» **INPUT MATERIAL**:
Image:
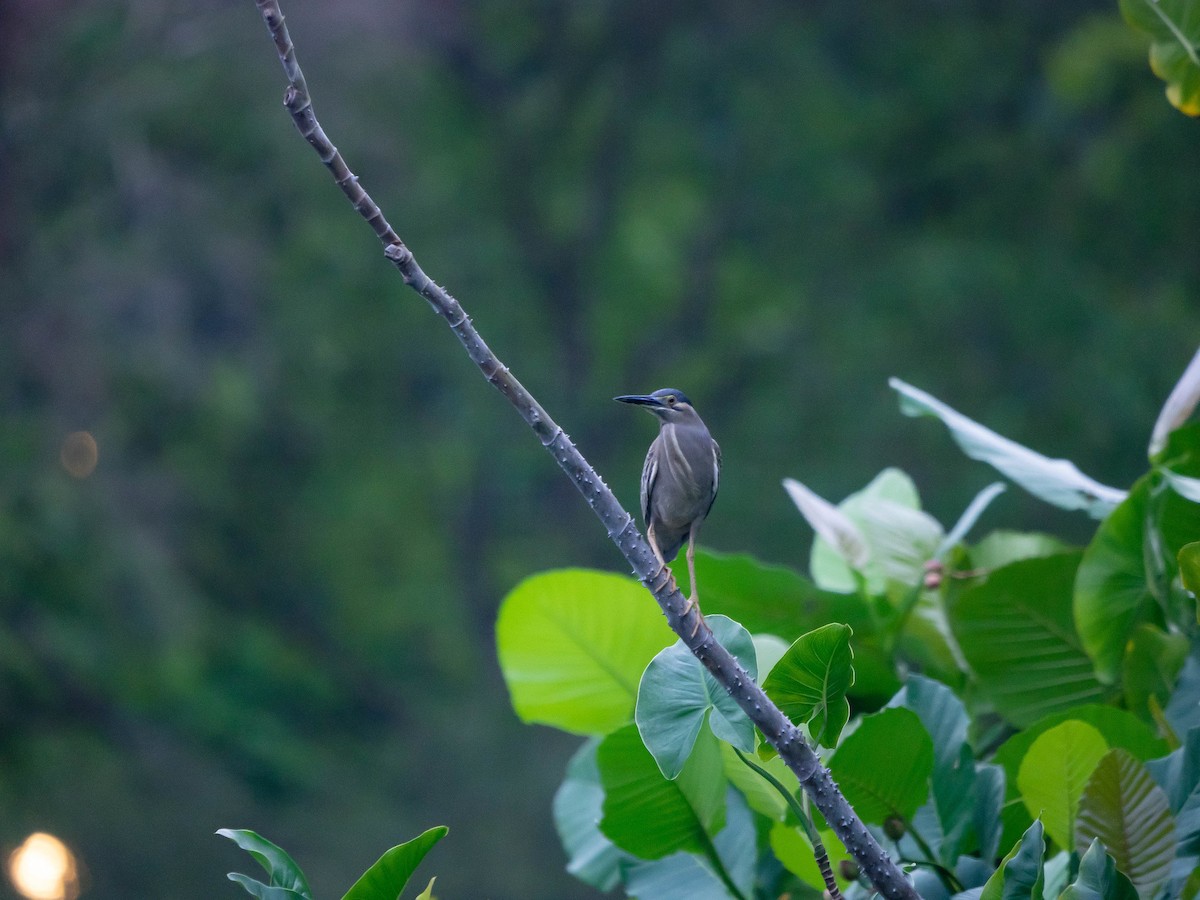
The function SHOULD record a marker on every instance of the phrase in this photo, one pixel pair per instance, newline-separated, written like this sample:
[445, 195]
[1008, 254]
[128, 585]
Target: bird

» **TASK OBJECTIVE**: A verbatim copy of the lines from the one with "The function SHOULD" to the end of the listing is the whole answer.

» **TASK RESULT**:
The function SHOULD record a marker on every instance of the phrase in this photo, one pixel pair per instance, newline-separated, written like this sample:
[445, 195]
[1008, 254]
[128, 585]
Target: bird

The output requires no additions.